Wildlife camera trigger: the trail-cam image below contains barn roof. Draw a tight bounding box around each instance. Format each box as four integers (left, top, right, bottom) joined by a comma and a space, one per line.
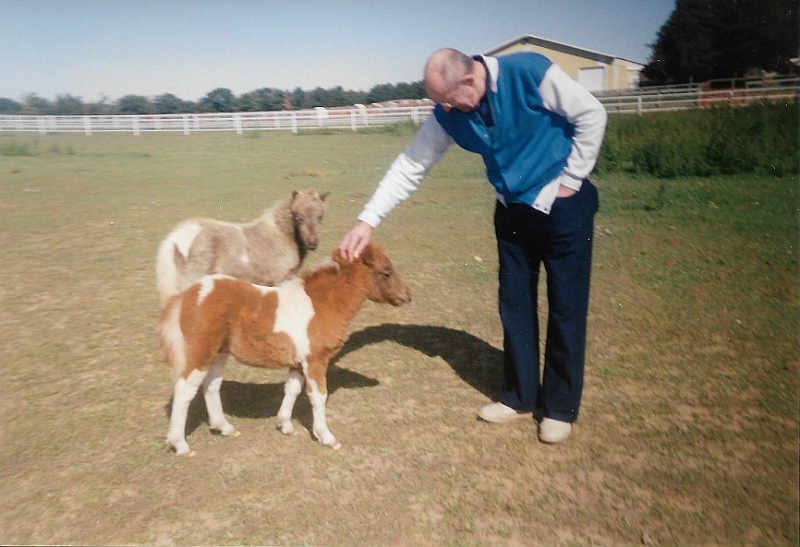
482, 34, 643, 67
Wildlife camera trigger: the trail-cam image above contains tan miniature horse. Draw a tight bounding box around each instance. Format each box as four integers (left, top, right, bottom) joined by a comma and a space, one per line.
155, 189, 329, 308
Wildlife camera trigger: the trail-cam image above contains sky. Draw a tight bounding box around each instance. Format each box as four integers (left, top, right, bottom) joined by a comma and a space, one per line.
0, 0, 677, 103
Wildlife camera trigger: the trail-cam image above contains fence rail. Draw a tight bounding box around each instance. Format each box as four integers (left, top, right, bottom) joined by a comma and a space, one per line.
0, 105, 433, 135
1, 82, 798, 135
597, 82, 799, 114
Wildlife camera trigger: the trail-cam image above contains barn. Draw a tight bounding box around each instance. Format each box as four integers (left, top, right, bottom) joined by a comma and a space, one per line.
483, 34, 644, 93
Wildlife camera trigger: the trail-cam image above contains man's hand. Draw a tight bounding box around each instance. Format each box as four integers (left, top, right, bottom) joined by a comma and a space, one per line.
557, 185, 578, 198
338, 221, 373, 262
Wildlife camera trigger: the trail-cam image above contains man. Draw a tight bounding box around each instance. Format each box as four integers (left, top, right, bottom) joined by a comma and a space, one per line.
338, 48, 607, 443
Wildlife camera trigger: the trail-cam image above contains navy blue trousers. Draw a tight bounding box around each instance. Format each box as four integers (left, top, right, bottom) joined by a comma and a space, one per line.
494, 181, 599, 423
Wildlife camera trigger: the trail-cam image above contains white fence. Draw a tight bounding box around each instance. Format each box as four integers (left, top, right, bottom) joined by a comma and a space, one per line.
1, 81, 798, 135
596, 77, 799, 114
0, 105, 433, 135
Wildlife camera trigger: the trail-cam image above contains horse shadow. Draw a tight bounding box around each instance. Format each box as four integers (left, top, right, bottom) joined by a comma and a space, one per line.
172, 364, 378, 438
168, 324, 502, 438
331, 323, 503, 399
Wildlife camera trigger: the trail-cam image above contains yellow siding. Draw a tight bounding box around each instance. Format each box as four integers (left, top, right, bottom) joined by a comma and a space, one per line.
________
▶ [Description of the task]:
Each of the lines from the one that contains "Wildlife camera trigger: the trail-cam image above contains navy" through the last line of the data needs to be repeated exactly, with no others.

▶ [Response to this exercise]:
Wildlife camera trigger: the trail-cam image above contains navy blue trousers. Draw a tight bounding box around each instance. Format each box as four integers (left, top, right, bottom) joined by a comma and a space, one per line.
494, 181, 599, 423
Wildlife camera trigger: the trail-cam image above contains white fence. Draw a tight bounding box around each instance. Format each box as four integers (left, top, right, bottom) joined by a comma and a space, one per line.
1, 81, 798, 135
596, 77, 799, 114
0, 105, 433, 135
Wildlife camera trigger: the trail-cam image above contains horse shadow. Draw a tight bounding box around each instance. Format each box as four integers (left, top, right, bottom) joined by a comma and a space, one per line.
172, 364, 378, 438
168, 324, 502, 438
331, 323, 503, 399
Wildlife camera trigger: the trail-cam image above contains yellow siding. Draw a tight bounding box around each instance. Format each box as four integers (left, top, right, bottom) joined by a comma and a space, one per line.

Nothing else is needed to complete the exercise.